◆ Extract

****************************************

Some of the more compelling newer features of Rails like Propshaft and importmaps have resulted in the framework no longer having a hard dependency on Node.js for asset bundling. I’ve found that not requiring Node has made Rails even easier for newer developers to get started with, and greatly simplifies deployment for new apps (or existing apps that are updated to take advantage). I may be reading the guides wrong, but it seems like Hanami still has requirements for having Node.js available so I was wondering if the team has any long-term plans for removing that dependency?
Not having Node.js as a dependency is also a goal for me. What I’m building needs to be self-hostable and eliminating the frontend build step would greatly simplify that process. I can’t speak for the long-term planning of Hanami/Hanakai, but I will certainly be taking a stab at it in the next few months, if no one else beats me to it of course.
Hey David! Thanks for checking this out
You’re right: Node.js is currently a requirement for our assets layer. We chose this to begin with because it would support the widest range of frontend arrangements.

****************************************

◆ Brief A
Identify every line in the listing below that contains the string "fence", matching case exactly, and copy each of those lines.

****************************************

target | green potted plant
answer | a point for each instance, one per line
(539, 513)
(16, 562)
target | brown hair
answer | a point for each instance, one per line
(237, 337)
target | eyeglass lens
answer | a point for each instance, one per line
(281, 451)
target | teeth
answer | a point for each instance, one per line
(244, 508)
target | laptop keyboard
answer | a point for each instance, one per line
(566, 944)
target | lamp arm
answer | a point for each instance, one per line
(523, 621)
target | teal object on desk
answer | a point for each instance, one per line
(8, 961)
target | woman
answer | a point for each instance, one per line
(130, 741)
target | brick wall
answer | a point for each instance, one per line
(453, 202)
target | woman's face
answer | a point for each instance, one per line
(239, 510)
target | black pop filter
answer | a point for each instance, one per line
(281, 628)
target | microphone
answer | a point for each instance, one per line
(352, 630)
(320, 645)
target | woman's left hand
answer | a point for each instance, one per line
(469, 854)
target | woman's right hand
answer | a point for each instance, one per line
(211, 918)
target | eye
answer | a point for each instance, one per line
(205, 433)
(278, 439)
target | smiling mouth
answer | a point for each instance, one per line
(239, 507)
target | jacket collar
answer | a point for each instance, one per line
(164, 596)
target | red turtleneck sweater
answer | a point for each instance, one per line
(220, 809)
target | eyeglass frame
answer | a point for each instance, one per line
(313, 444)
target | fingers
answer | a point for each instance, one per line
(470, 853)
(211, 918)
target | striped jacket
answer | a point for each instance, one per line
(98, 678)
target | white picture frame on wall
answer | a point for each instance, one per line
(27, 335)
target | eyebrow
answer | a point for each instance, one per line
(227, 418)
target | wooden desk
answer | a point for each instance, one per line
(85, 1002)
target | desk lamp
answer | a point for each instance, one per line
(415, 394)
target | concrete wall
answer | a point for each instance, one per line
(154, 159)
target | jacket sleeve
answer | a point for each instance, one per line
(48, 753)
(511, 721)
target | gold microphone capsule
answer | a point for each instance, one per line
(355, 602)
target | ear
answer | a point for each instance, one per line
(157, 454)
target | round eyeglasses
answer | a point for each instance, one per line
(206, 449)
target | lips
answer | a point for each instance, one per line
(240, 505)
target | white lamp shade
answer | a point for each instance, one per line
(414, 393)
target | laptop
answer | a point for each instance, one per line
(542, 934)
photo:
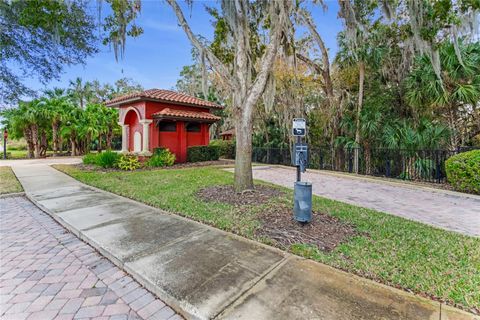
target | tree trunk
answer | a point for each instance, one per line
(109, 138)
(454, 140)
(55, 136)
(27, 133)
(356, 159)
(74, 147)
(243, 153)
(36, 143)
(99, 144)
(43, 143)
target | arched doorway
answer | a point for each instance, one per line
(137, 142)
(134, 135)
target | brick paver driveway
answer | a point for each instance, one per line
(450, 211)
(48, 273)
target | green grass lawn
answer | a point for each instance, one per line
(391, 250)
(21, 154)
(8, 181)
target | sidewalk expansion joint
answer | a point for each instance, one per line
(270, 271)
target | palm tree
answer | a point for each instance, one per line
(53, 106)
(80, 92)
(457, 100)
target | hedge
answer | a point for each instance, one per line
(463, 171)
(226, 148)
(203, 153)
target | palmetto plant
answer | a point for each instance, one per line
(411, 141)
(457, 100)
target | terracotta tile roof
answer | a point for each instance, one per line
(230, 131)
(163, 96)
(169, 113)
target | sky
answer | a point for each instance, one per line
(155, 59)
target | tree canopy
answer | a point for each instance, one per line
(38, 39)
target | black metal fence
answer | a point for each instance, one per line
(417, 165)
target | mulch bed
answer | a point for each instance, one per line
(226, 194)
(324, 231)
(175, 166)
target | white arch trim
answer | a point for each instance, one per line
(127, 111)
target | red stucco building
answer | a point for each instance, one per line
(162, 118)
(228, 135)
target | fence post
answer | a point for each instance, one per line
(387, 168)
(350, 163)
(437, 167)
(321, 159)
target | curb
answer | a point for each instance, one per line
(447, 312)
(12, 195)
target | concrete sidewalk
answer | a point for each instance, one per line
(206, 273)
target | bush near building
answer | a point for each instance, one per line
(226, 148)
(203, 153)
(162, 158)
(463, 171)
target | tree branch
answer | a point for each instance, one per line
(326, 61)
(217, 65)
(266, 63)
(309, 62)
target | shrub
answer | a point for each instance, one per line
(162, 158)
(90, 158)
(463, 171)
(202, 153)
(226, 148)
(107, 159)
(128, 162)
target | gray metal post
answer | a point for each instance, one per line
(4, 148)
(299, 173)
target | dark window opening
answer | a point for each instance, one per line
(193, 127)
(167, 126)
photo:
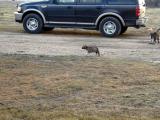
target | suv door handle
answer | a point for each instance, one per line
(69, 7)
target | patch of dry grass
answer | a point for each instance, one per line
(77, 88)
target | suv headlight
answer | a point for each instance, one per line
(19, 9)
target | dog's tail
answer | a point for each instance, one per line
(158, 30)
(98, 52)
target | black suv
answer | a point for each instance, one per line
(110, 17)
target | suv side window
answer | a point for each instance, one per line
(122, 2)
(65, 1)
(90, 1)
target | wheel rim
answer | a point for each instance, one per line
(32, 24)
(109, 27)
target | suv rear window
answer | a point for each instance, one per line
(90, 1)
(122, 2)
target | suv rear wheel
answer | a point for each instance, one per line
(110, 27)
(48, 28)
(33, 23)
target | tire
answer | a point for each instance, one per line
(48, 28)
(110, 27)
(33, 23)
(124, 29)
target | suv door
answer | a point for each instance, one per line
(61, 11)
(87, 11)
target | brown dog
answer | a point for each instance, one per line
(91, 49)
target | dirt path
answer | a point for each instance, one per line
(62, 42)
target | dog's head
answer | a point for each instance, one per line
(84, 47)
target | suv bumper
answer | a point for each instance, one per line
(18, 16)
(141, 22)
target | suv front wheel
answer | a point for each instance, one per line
(33, 23)
(110, 27)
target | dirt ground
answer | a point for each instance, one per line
(49, 77)
(77, 88)
(68, 42)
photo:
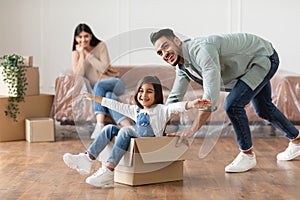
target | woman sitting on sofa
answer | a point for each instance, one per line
(90, 60)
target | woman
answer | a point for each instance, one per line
(90, 60)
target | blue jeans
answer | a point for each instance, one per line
(110, 88)
(261, 100)
(121, 145)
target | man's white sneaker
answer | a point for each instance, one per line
(290, 153)
(103, 177)
(81, 162)
(243, 162)
(97, 131)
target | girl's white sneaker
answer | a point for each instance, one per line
(103, 177)
(243, 162)
(291, 152)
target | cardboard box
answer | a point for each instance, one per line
(33, 80)
(34, 106)
(149, 160)
(39, 130)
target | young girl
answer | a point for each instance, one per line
(150, 116)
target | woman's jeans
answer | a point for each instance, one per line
(261, 100)
(121, 144)
(110, 88)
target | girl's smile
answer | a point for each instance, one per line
(146, 95)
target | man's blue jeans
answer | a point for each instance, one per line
(110, 88)
(261, 100)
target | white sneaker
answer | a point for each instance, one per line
(243, 162)
(81, 162)
(97, 131)
(290, 153)
(102, 177)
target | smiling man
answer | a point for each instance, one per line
(240, 63)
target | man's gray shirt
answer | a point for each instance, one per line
(220, 60)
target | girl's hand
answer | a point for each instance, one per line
(198, 103)
(88, 96)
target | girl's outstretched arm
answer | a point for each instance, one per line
(198, 103)
(92, 97)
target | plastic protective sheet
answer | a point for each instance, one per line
(69, 106)
(286, 94)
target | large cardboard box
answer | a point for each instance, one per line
(33, 80)
(149, 160)
(40, 129)
(34, 106)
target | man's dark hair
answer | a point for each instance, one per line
(168, 33)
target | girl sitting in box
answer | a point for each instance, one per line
(151, 117)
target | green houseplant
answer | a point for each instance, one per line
(14, 75)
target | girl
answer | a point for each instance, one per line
(150, 116)
(90, 60)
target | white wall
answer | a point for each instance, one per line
(44, 28)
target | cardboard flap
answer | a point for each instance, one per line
(160, 149)
(126, 160)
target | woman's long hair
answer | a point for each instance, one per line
(154, 80)
(83, 27)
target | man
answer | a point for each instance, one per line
(243, 64)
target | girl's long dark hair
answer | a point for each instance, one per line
(84, 27)
(154, 80)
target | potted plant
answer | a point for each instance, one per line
(14, 75)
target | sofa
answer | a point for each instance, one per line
(285, 94)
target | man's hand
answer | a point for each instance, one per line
(198, 103)
(88, 96)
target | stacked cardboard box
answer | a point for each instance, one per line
(35, 105)
(40, 129)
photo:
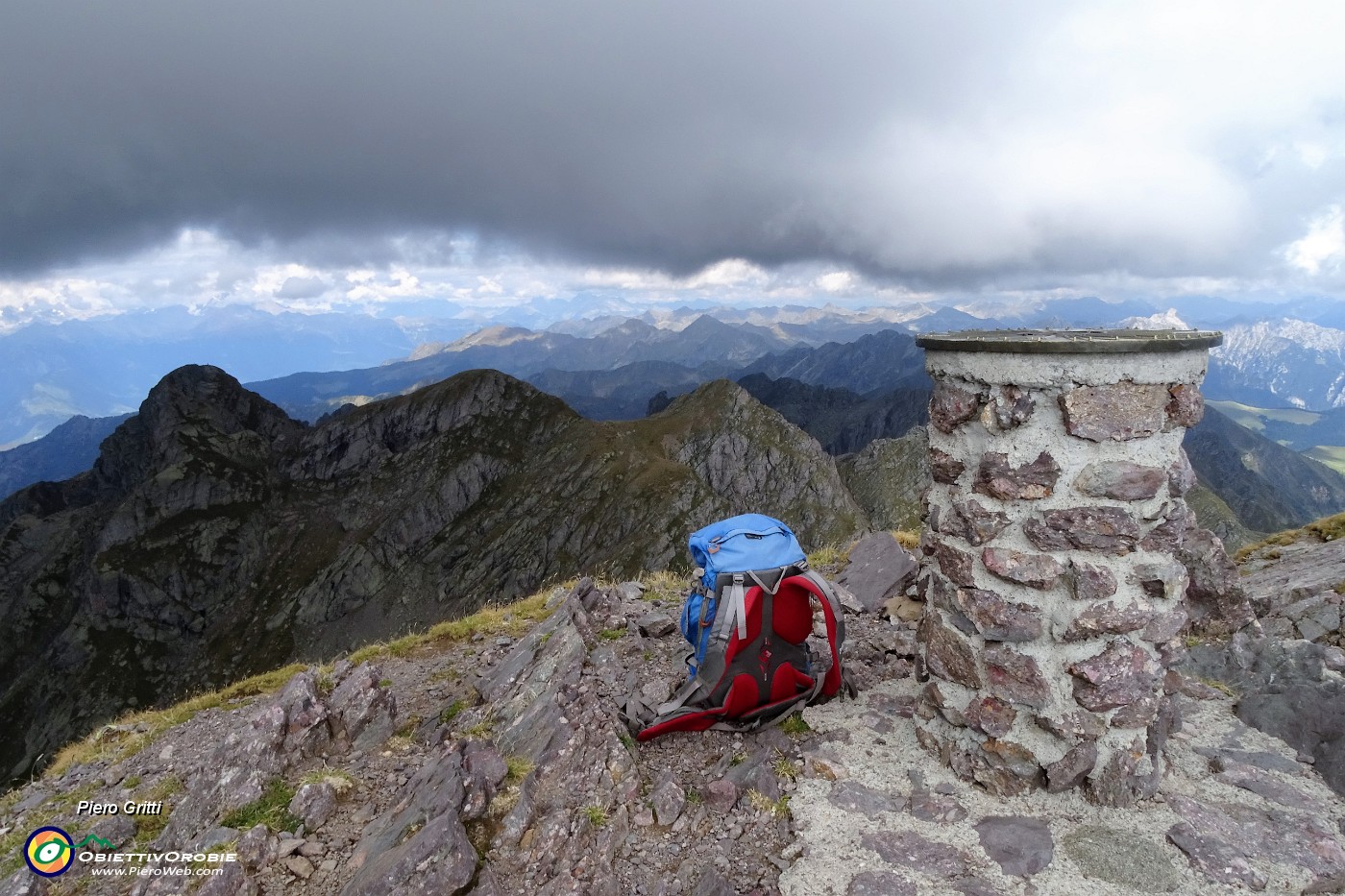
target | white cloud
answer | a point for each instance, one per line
(1322, 247)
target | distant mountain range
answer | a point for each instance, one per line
(105, 366)
(1277, 354)
(215, 537)
(844, 395)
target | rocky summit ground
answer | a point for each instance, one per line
(488, 758)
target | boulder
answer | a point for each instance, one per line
(878, 569)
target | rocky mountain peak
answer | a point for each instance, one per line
(192, 410)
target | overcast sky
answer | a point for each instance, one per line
(313, 154)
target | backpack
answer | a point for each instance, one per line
(748, 621)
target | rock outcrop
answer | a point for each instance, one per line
(493, 762)
(215, 537)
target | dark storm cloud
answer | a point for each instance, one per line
(892, 137)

****************************************

◆ Brief B
According to the discussion of Hanami and Node.js, why was Node.js chosen as a requirement for the assets layer?

◆ Exercise solution A
target | black metal fence
target | fence post

◆ Exercise solution B
It would support the widest range of frontend arrangements.